--- START ---

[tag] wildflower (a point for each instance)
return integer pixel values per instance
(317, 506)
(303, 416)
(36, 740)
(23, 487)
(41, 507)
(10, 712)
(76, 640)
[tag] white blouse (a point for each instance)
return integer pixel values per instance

--- END ---

▸ Instruction
Please pull every line from the records above and reproduce each one unchanged.

▸ Result of the exercise
[tag] wildflower (a point for each instance)
return integer pixel values per instance
(317, 506)
(303, 416)
(36, 740)
(23, 487)
(41, 507)
(10, 712)
(76, 640)
[tag] white blouse (a point for each instance)
return integer pixel values per instance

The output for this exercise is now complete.